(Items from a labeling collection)
┄┄┄┄┄┄┄┄┄┄

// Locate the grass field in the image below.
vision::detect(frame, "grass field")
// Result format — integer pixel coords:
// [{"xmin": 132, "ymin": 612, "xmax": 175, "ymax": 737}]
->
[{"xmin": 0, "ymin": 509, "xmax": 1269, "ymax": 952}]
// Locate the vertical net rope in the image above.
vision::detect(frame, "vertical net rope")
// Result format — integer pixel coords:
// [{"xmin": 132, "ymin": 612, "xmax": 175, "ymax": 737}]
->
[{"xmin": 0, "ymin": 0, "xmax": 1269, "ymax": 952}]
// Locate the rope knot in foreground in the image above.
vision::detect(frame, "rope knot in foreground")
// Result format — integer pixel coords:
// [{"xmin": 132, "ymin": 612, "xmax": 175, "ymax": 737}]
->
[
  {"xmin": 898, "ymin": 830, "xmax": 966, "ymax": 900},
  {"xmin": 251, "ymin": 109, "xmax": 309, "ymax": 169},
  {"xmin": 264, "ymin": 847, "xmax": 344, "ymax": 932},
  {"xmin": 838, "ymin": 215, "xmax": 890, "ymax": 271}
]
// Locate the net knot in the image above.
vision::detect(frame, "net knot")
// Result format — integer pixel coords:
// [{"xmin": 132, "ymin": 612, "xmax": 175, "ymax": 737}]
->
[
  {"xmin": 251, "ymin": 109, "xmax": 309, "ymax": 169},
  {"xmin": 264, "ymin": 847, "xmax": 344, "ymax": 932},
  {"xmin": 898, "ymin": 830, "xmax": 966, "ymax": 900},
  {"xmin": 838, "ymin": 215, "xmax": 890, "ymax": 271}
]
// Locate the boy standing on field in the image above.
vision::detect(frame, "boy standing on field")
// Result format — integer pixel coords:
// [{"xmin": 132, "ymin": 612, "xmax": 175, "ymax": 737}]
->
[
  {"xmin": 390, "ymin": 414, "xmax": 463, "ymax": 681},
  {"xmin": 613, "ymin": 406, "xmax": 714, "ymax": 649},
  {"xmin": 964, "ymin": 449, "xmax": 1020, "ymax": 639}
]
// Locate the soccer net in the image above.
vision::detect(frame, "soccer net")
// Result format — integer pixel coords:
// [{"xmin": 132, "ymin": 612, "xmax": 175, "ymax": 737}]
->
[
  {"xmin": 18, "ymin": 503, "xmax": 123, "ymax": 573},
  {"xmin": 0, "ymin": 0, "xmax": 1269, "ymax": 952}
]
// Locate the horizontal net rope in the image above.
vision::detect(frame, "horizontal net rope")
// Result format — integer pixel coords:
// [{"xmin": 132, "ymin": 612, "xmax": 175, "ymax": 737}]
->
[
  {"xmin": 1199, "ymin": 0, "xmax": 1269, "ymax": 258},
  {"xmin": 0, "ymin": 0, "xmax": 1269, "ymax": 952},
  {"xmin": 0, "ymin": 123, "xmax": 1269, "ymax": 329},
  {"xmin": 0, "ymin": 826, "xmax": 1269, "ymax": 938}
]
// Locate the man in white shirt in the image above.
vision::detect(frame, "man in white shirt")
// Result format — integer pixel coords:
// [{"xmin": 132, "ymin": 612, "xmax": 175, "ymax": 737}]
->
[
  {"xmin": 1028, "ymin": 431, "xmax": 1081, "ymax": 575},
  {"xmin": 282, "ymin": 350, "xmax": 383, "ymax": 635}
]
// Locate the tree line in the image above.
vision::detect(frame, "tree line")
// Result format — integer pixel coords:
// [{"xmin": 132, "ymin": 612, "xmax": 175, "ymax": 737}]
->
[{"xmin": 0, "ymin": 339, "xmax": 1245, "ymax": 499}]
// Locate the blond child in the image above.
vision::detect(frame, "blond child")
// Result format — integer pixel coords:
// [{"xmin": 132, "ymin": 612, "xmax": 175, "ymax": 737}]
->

┄┄┄┄┄┄┄┄┄┄

> [Your goal] Edit the lines above by replacing "Result format" with "Output format" everywhere it occurs. Leave everything else unchanged.

> [Answer to this exercise]
// Locate the grass field in the image below.
vision::detect(frame, "grass field")
// Output format — integer pixel coords:
// [{"xmin": 132, "ymin": 612, "xmax": 175, "ymax": 737}]
->
[{"xmin": 0, "ymin": 509, "xmax": 1269, "ymax": 952}]
// Locate the vertical net rope in the image above.
vision::detect(frame, "vertical net rope")
// Output format — integer pixel coords:
// [{"xmin": 132, "ymin": 612, "xmax": 175, "ymax": 737}]
->
[{"xmin": 0, "ymin": 0, "xmax": 1269, "ymax": 952}]
// Locate the rope knot in foreground in the image above.
vision::detect(frame, "rope knot in foreground")
// Output format — integer pixel coords:
// [{"xmin": 132, "ymin": 612, "xmax": 175, "ymax": 737}]
->
[
  {"xmin": 898, "ymin": 830, "xmax": 966, "ymax": 900},
  {"xmin": 251, "ymin": 109, "xmax": 309, "ymax": 169},
  {"xmin": 264, "ymin": 847, "xmax": 344, "ymax": 932},
  {"xmin": 838, "ymin": 215, "xmax": 890, "ymax": 271}
]
// Locate the net knot in the image above.
vision::detect(frame, "net knot")
// Output format — integer pixel coords:
// [{"xmin": 132, "ymin": 612, "xmax": 175, "ymax": 737}]
->
[
  {"xmin": 251, "ymin": 109, "xmax": 309, "ymax": 169},
  {"xmin": 264, "ymin": 847, "xmax": 344, "ymax": 932},
  {"xmin": 898, "ymin": 830, "xmax": 966, "ymax": 900},
  {"xmin": 838, "ymin": 215, "xmax": 890, "ymax": 271}
]
// Locate the boy standing on field in the image above.
vision::detect(frame, "boy standing on field")
// Output format — integer pixel coords:
// [{"xmin": 132, "ymin": 612, "xmax": 175, "ymax": 737}]
->
[
  {"xmin": 390, "ymin": 414, "xmax": 463, "ymax": 681},
  {"xmin": 613, "ymin": 406, "xmax": 714, "ymax": 649},
  {"xmin": 964, "ymin": 449, "xmax": 1020, "ymax": 639}
]
// Locate the soccer net in the image above.
vision::detect(frame, "soccer net")
// Output format — integer pixel coords:
// [{"xmin": 132, "ymin": 612, "xmax": 175, "ymax": 737}]
->
[
  {"xmin": 18, "ymin": 503, "xmax": 123, "ymax": 573},
  {"xmin": 0, "ymin": 0, "xmax": 1269, "ymax": 952}
]
// Locate the horizontal net rope in the image above.
vision::detect(frame, "horizontal net rope")
// Output format — integer pixel coords:
// [{"xmin": 132, "ymin": 612, "xmax": 175, "ymax": 737}]
->
[
  {"xmin": 1199, "ymin": 0, "xmax": 1269, "ymax": 258},
  {"xmin": 0, "ymin": 0, "xmax": 1269, "ymax": 952},
  {"xmin": 0, "ymin": 123, "xmax": 1269, "ymax": 329},
  {"xmin": 0, "ymin": 826, "xmax": 1269, "ymax": 938}
]
// Locate the man in white shirt in the image above.
vision::detect(frame, "man in white shirt")
// Output format — integer pixel coords:
// [{"xmin": 132, "ymin": 612, "xmax": 175, "ymax": 737}]
->
[
  {"xmin": 1028, "ymin": 431, "xmax": 1081, "ymax": 575},
  {"xmin": 282, "ymin": 350, "xmax": 383, "ymax": 635}
]
// Locate the tree line in the image above.
vision::detect(frame, "tree line")
// Output format — integer pixel coords:
// [{"xmin": 132, "ymin": 612, "xmax": 175, "ymax": 737}]
->
[{"xmin": 0, "ymin": 339, "xmax": 1245, "ymax": 499}]
// Locate the blond child in the image above.
vision::detect(frame, "blond child")
// Output format — integer pixel coords:
// [{"xmin": 132, "ymin": 612, "xmax": 175, "ymax": 737}]
->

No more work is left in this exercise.